■ **Text passage**
“Nibi Chronicles,” a monthly Great Lakes Now feature, is written by Staci Lola Drouillard. A Grand Portage Ojibwe direct descendant, she lives in Grand Marais on Minnesota’s North Shore of Lake Superior. Her nonfiction books “Walking the Old Road: A People’s History of Chippewa City and the Grand Marais Anishinaabe” and “Seven Aunts” were published 2019 and 2022, and the children’s story “A Family Tree” in 2024. “Nibi” is a word for water in Ojibwemowin, and these features explore the intersection of Indigenous history and culture in the modern-day Great Lakes region.
Carl Gawboy is a citizen of the Bois Forte Ojibwe Nation in northern Minnesota. Of Ojibwe and Finnish descent, Mr. Gawboy has been teaching others about the history and everyday life of Ojibwe people for decades. I’m a fan of his art and an admirer of his books, such as Talking Rocks, co-written by Carl and geologist Ron Morton. Which is why I was excited to connect with Professor Gawboy about his new illustrated history book titled Fur Trade Nation: An Ojibwe’s Graphic History.
I asked how things were going so far, and he said, “I’m getting a lot of real great feedback from it. There’s one Ojibwe friend of mine that called it ‘a field guide to the Ojibwe.’”
An apt description, considering that the book includes nearly 1,000 drawings and encapsulates the arc of fur trade history, from 1650 to 1850. But the book does even more than that. Gawboy’s cartoons, compilated historical facts and personal stories bring the truth about Ojibwe people’s involvement in the Fur Trade economy to the forefront.
To do this, Gawboy draws from hands-on knowledge about the tools and technology of the fur trade, including step-by-step birch bark canoe building, working with animal hides and even the old way of snaring a rabbit for the soup pot.
But as Gawboy clarifies, “it’s not a technical guide. It’s just to show how much work it is. You just can’t say the Ojibwe made birch bark canoes. I wanted to show how much work there was in putting one together.”
A lot of what he writes about in the book comes from first-hand experience growing up in the woods around Ely, Minnesota.
“All the men folk that I knew had trap lines,” said Gawboy. “And so just listening to their stories, and just growing up there made me want to be a trapper too. And by the time I was in high school, some friends and I actually did some trapping. I have to confess that I wasn’t a very good trapper, but I had the experience of going out and checking the traps.”
The cultural and economic realities of the fur trade from the standpoint of his Ojibwe ancestors became apparent when Gawboy was studying American Indian history in college and preparing for his career as an Indian Studies teacher.
That was when Gawboy realized: “something’s been missing from the way the fur trade has been talked about. And so, I decided to teach a course in the history of the fur trade, because I came to conclusion that that, doggone it, the fur trade is our history, and it’s not being taught that way.”

■ **Given information**
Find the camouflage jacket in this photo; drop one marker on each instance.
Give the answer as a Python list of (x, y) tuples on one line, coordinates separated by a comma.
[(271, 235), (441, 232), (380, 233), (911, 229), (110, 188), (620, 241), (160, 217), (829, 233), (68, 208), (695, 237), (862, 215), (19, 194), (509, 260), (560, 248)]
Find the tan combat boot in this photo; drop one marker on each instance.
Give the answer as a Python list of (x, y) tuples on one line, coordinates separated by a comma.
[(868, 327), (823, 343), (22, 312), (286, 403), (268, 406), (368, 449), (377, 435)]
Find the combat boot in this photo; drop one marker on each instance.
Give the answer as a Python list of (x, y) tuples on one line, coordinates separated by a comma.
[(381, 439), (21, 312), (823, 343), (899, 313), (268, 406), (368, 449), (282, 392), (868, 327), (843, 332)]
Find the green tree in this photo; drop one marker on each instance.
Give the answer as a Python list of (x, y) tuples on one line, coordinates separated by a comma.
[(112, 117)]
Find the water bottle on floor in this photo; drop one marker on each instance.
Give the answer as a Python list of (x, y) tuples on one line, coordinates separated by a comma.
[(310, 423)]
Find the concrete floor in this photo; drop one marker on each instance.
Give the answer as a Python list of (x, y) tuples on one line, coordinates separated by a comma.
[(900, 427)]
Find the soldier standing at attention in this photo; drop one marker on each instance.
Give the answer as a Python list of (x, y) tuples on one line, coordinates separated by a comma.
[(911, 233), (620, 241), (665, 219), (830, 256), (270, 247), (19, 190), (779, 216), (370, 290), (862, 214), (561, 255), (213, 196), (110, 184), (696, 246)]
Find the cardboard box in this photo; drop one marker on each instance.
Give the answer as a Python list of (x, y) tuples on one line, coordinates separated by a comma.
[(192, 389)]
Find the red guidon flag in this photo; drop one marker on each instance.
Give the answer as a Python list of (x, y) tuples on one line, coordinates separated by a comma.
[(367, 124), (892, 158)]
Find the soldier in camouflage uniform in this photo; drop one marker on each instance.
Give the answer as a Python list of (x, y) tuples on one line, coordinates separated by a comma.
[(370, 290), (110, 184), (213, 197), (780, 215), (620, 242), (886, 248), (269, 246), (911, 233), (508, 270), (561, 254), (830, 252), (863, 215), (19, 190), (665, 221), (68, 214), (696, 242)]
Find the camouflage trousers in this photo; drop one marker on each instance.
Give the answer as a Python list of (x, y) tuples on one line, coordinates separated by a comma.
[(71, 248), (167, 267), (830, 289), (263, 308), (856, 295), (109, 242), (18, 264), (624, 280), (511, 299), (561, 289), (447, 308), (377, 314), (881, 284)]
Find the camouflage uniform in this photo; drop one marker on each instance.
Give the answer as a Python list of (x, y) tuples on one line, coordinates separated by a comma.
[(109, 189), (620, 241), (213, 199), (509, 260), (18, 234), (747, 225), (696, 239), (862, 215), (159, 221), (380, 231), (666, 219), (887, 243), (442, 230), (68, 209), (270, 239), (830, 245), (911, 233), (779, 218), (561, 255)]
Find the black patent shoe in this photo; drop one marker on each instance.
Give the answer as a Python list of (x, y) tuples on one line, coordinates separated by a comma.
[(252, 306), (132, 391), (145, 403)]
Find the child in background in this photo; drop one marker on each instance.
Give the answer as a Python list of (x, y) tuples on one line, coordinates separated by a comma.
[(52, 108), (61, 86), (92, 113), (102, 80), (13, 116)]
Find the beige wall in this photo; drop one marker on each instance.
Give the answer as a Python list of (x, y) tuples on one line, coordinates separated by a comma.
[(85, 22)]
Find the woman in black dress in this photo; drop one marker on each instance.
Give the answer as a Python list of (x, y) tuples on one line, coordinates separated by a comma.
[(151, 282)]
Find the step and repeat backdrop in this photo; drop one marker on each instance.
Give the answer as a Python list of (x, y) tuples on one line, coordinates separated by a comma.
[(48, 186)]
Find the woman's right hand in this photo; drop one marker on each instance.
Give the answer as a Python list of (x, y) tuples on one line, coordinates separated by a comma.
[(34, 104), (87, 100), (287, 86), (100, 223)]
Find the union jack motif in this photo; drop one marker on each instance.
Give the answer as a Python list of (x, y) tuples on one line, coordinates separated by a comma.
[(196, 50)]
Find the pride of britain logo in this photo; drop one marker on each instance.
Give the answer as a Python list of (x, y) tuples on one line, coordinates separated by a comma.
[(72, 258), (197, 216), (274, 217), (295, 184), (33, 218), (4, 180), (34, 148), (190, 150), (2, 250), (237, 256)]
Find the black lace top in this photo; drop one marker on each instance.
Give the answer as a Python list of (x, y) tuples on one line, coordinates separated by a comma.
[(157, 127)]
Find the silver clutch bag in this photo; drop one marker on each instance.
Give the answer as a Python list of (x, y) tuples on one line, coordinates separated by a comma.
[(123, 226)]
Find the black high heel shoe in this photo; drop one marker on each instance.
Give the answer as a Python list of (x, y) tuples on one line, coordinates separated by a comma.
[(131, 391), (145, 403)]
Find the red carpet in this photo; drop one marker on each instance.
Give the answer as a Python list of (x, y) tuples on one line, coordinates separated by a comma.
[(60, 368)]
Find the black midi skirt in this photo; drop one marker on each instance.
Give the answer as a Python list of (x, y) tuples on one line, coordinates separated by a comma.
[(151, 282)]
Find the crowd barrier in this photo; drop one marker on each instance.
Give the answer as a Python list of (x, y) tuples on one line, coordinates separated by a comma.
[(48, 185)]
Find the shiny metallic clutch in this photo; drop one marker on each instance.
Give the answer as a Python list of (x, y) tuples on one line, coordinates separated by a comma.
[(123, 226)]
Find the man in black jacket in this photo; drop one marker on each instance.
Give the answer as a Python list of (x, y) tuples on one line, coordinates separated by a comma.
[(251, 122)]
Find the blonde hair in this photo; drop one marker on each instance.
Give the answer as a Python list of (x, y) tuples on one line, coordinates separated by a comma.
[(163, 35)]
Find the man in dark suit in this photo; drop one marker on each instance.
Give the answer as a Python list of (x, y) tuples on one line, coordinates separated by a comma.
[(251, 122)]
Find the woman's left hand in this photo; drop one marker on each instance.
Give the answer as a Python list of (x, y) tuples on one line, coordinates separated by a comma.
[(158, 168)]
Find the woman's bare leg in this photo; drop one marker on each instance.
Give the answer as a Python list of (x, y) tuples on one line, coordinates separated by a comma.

■ **Required work**
1. How many drawings does the article about Carl Gawboy's book say Fur Trade Nation contains?
2. Continue the article about Carl Gawboy's fur trade history book from its last paragraph.

■ **Responses per task**
1. Nearly 1,000 drawings.

2.
Not Afraid to Love
Throughout the book, Carl literally draws himself into the story as historical explainer, through the voice of his illustrated avatar, which speaks to the reader while gesturing with a pointer at important historical facts or key connections. It was his own classroom research, drawn out on 3×5 cards and compiled over many years, that became the basis of the book.
In addition to filling in the gaps of fur trade history, Gawboy graces the reader with hand-drawn blocks of text and poetry, revealing the author’s own generosity of spirit, as well as the generosity of Ojibwe people. Like this poem which appears on the back cover:
We clothed the Royals.
We fed the worker.
We guided the traveler.
We abetted the soldier.
We are not afraid to love.
I asked Mr. Gawboy about this declaration — about the love and generosity of Ojibwe people.
“Well, first of all, teaching in Indian Studies, I realized that the Ojibwe are different from everybody else,” said Gawboy. “I mean, we think differently. Our history is different. How we did things are really different. And many Ojibwe people like to say how similar they are to other Indians. I think it’s because Ojibwe people go to school together with other Indian tribes. They travel a lot.”
He continued: “So, I wanted to emphasize that point in the book — that the way we did things were different from say, the Lakota — our next-door neighbors from across the prairies. The Lakota wanted to control the fur trade, but they only allowed one or two fur traders into their country, and that was different. It’s not that they didn’t like fur trade goods. They liked beads and iron kettles — but one of the things that they really hated was trespassers. And of course, that ran into all kinds of trouble ever since the Louis and Clark Expedition and the Indian Wars. ‘You don’t come on our territory, and if you do, we’ll get you.’ The Ojibwe aren’t like that. When new strangers came to our part of the country, they said, ‘Okay, what do you want? Let’s see if we can work out a trade system. Let’s see who can come up with some agreements, and, hey, do you like furs? We got a lot of them.’ So, it was just a different way of dealing with it. That means our history ended up differently. We didn’t end up in a genocidal war against the Americans, for example.”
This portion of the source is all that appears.